Next we'll read in the aggregated data that we generated in the exploratory notebooks

In [None]:
pickup_volume = pd.read_csv("./data/pickup_volume.csv", index_col="pickup_taxizone_id")
dropoff_volume = pd.read_csv("./data/dropoff_volume.csv", index_col="dropoff_taxizone_id")
dropoff_volume

### Fare data

In [None]:
pickup_fare = pd.read_csv("./data/pickup_fare.csv", index_col="pickup_taxizone_id")
dropoff_fare = pd.read_csv("./data/dropoff_fare.csv", index_col="dropoff_taxizone_id")
actual_mean_fare = pd.read_csv("./data/fare_timeseries.csv", index_col="pickup_datetime", parse_dates=True)
actual_std_fare = pd.read_csv("./data/fare_std_timeseries.csv", index_col="pickup_datetime", parse_dates=True)

actual_std_fare.head()

### Tip data

In [None]:
pickup_tip = pd.read_csv("./data/pickup_tip.csv", index_col="pickup_taxizone_id")
dropoff_tip = pd.read_csv("./data/dropoff_tip.csv", index_col="dropoff_taxizone_id")

tip_grouped = pd.read_csv("./data/tip_percent.csv", index_col="pickup_weekday")
tip_timeseries = pd.read_csv("./data/tip_timeseries.csv", index_col="pickup_datetime", parse_dates=True)
tip_timeseries.head()

## Construct vizualizations

In this dashboard we'll have three tabs. We'll start with one about volume of rides and aggregate fare, then move on to one about tips and finish with a tab that digests the outputs of the Machine Learning algorithms that we've trained to predict fare.

### Volume tab

In [None]:
total_rides = pickup_volume.total.sum()
total_fare = pickup_fare.total.sum()

In [None]:
volume_intro = """
# Taxi Volume

Ridership by region and total fare for period of record. 
"""

In [None]:
logo = pn.pane.SVG("./data/saturn_logo.svg", style={"float": "right"})

In [None]:
color = "#10874a"
fares = pn.pane.Markdown(
    f"""

## Task instructions:
**1.** Repeat the stretch of the taxi dashboard notebook from "In this dashboard" through "to predict fare.".
**2.** According to the taxi dashboard notebook, how many tabs will the dashboard have?
**3.** Write the next part of the taxi dashboard notebook, picking up from its final line.

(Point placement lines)
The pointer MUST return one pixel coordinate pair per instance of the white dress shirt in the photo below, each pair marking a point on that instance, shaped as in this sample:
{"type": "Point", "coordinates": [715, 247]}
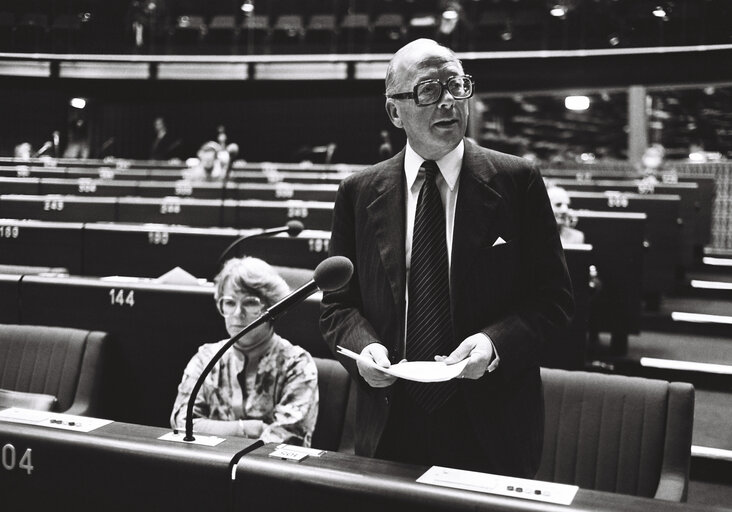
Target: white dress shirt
{"type": "Point", "coordinates": [447, 182]}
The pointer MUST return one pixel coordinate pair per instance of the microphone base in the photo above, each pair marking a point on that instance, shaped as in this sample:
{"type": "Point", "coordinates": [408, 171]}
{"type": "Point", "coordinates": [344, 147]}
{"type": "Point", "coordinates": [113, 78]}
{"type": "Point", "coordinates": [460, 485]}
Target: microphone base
{"type": "Point", "coordinates": [180, 437]}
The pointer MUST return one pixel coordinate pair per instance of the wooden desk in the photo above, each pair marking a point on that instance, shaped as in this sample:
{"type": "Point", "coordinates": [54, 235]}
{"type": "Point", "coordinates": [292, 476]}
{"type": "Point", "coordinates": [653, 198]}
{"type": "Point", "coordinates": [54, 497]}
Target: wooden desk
{"type": "Point", "coordinates": [122, 467]}
{"type": "Point", "coordinates": [41, 243]}
{"type": "Point", "coordinates": [663, 232]}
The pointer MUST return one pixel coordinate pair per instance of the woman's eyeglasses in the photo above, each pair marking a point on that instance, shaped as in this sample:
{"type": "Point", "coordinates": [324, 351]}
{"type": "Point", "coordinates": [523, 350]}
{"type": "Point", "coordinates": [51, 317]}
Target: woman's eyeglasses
{"type": "Point", "coordinates": [249, 304]}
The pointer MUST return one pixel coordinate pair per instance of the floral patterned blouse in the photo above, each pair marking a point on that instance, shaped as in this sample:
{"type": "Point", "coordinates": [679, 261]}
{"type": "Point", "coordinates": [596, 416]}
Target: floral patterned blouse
{"type": "Point", "coordinates": [285, 395]}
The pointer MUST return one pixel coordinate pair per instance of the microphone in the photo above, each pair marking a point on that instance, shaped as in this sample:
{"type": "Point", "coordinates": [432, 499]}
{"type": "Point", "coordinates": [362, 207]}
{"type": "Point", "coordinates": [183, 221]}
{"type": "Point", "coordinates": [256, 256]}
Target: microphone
{"type": "Point", "coordinates": [331, 274]}
{"type": "Point", "coordinates": [292, 228]}
{"type": "Point", "coordinates": [46, 146]}
{"type": "Point", "coordinates": [233, 150]}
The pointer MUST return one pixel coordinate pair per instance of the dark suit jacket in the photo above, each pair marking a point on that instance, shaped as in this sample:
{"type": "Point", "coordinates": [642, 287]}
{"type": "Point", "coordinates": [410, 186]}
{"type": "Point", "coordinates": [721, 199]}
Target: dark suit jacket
{"type": "Point", "coordinates": [518, 293]}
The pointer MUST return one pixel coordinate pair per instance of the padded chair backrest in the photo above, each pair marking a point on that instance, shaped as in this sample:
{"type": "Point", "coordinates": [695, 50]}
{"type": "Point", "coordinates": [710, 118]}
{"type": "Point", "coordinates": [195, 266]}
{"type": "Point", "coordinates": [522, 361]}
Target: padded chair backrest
{"type": "Point", "coordinates": [333, 388]}
{"type": "Point", "coordinates": [61, 362]}
{"type": "Point", "coordinates": [615, 433]}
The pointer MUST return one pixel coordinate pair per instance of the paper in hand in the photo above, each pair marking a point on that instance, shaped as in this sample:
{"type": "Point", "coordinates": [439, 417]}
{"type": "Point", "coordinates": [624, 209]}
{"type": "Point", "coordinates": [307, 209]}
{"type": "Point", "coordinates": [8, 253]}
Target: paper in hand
{"type": "Point", "coordinates": [418, 371]}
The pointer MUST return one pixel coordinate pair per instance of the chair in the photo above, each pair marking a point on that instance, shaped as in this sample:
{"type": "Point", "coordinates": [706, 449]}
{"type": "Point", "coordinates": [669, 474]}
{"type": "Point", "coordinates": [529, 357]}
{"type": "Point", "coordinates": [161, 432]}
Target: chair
{"type": "Point", "coordinates": [355, 32]}
{"type": "Point", "coordinates": [321, 32]}
{"type": "Point", "coordinates": [619, 434]}
{"type": "Point", "coordinates": [65, 31]}
{"type": "Point", "coordinates": [30, 32]}
{"type": "Point", "coordinates": [333, 388]}
{"type": "Point", "coordinates": [222, 30]}
{"type": "Point", "coordinates": [58, 368]}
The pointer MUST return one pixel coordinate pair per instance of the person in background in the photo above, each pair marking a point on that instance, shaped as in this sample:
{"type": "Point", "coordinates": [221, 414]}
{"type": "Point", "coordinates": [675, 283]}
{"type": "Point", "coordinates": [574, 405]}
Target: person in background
{"type": "Point", "coordinates": [263, 387]}
{"type": "Point", "coordinates": [23, 151]}
{"type": "Point", "coordinates": [566, 221]}
{"type": "Point", "coordinates": [456, 257]}
{"type": "Point", "coordinates": [386, 150]}
{"type": "Point", "coordinates": [163, 146]}
{"type": "Point", "coordinates": [210, 165]}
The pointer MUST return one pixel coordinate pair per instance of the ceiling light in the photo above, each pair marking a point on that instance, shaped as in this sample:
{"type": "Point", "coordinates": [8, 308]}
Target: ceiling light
{"type": "Point", "coordinates": [558, 11]}
{"type": "Point", "coordinates": [450, 14]}
{"type": "Point", "coordinates": [577, 103]}
{"type": "Point", "coordinates": [78, 103]}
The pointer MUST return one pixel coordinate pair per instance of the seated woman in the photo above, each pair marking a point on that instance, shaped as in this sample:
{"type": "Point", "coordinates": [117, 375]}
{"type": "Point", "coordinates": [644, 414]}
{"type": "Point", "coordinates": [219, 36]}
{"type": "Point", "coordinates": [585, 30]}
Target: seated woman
{"type": "Point", "coordinates": [210, 165]}
{"type": "Point", "coordinates": [263, 387]}
{"type": "Point", "coordinates": [565, 220]}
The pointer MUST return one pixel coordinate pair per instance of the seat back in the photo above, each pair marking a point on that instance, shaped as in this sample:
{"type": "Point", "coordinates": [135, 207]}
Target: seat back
{"type": "Point", "coordinates": [618, 434]}
{"type": "Point", "coordinates": [59, 362]}
{"type": "Point", "coordinates": [333, 388]}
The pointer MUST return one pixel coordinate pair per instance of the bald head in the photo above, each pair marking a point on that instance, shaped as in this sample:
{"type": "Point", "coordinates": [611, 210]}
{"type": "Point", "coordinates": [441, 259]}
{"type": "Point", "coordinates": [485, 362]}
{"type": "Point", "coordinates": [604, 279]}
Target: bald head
{"type": "Point", "coordinates": [435, 128]}
{"type": "Point", "coordinates": [411, 53]}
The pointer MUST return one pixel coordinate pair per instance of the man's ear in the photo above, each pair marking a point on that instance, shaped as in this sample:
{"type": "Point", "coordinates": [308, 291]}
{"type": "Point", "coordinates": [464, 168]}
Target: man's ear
{"type": "Point", "coordinates": [393, 112]}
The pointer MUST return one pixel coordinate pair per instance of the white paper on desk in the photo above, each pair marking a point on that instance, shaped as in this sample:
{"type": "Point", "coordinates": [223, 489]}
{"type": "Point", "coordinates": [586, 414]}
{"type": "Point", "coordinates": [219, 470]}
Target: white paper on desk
{"type": "Point", "coordinates": [418, 371]}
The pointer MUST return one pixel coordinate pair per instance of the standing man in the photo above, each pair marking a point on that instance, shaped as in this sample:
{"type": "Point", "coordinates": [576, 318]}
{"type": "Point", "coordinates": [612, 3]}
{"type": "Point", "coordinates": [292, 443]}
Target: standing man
{"type": "Point", "coordinates": [456, 254]}
{"type": "Point", "coordinates": [163, 145]}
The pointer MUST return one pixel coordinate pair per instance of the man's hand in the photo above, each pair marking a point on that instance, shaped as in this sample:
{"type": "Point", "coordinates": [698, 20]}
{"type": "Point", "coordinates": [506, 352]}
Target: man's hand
{"type": "Point", "coordinates": [480, 350]}
{"type": "Point", "coordinates": [377, 353]}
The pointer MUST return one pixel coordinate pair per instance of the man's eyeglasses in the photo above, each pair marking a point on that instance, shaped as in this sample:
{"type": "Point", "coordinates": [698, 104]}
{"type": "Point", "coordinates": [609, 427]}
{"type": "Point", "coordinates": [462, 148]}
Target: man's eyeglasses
{"type": "Point", "coordinates": [249, 304]}
{"type": "Point", "coordinates": [429, 92]}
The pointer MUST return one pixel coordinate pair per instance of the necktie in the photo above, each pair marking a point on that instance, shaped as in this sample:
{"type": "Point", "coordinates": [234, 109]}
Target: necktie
{"type": "Point", "coordinates": [429, 323]}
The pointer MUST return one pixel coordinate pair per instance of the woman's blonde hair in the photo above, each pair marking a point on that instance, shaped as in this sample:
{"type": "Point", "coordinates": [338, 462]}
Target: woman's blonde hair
{"type": "Point", "coordinates": [254, 276]}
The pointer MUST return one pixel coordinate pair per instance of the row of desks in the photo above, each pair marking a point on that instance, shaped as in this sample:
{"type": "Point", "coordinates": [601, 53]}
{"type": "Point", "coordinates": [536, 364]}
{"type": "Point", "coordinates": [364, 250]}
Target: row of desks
{"type": "Point", "coordinates": [664, 233]}
{"type": "Point", "coordinates": [264, 175]}
{"type": "Point", "coordinates": [156, 328]}
{"type": "Point", "coordinates": [120, 467]}
{"type": "Point", "coordinates": [167, 210]}
{"type": "Point", "coordinates": [149, 250]}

## Responses to the tasks:
**1.**
In this dashboard we'll have three tabs. We'll start with one about volume of rides and aggregate fare, then move on to one about tips and finish with a tab that digests the outputs of the Machine Learning algorithms that we've trained to predict fare.

**2.** Three.

**3.**
    ### Total Fares
    # ${(total_fare / 1e9) :.02f} Billion
    """,
    style={'background-color': '#F6F6F6', 'border': '2px solid black',
            'border-radius': '5px', 'padding': '10px', 'color': color},
)

In [None]:
color = "#7a41ba"
rides = pn.pane.Markdown(
    f"""
    ### Total Rides
    # {(total_rides / 1e6) :.02f} Million
    """,
    style={'background-color': '#F6F6F6', 'border': '2px solid black',
            'border-radius': '5px', 'padding': '10px', 'color': color},
)

In [None]:
color = "coral"
average = pn.pane.Markdown(
    f"""
    ### Average Fare
    # ${(total_fare / total_rides) :.02f}
    """,
    style={'background-color': '#F6F6F6', 'border': '2px solid black',
            'border-radius': '5px', 'padding': '10px', 'color': color},
)

In [None]:
toggle = pn.widgets.RadioButtonGroup(options=["Pickup", "Dropoff"], value="Pickup")

In [None]:
@pn.depends(value=toggle)
def volume_map(value):
    volume = pickup_volume if value == "Pickup" else dropoff_volume
    data = zones.join(volume["total"]/1e6, on="LocationID")

    return data.hvplot(
        x="longitude", y="latitude", c="total",
        geo=True, tiles="CartoLight",
        alpha=0.6, cmap="viridis", clim=(0, 12), 
        hover_cols=["zone", "borough"], 
        title=f"Ride volume by {value} location (in Millions)", 
        responsive=True, colorbar=False,
        xaxis=None, yaxis=None, selection_alpha=1).opts(toolbar="above")

In [None]:
value = "Pickup"
volume = pickup_volume if value == "Pickup" else dropoff_volume
data = zones.join(volume["total"]/1e6, on="LocationID")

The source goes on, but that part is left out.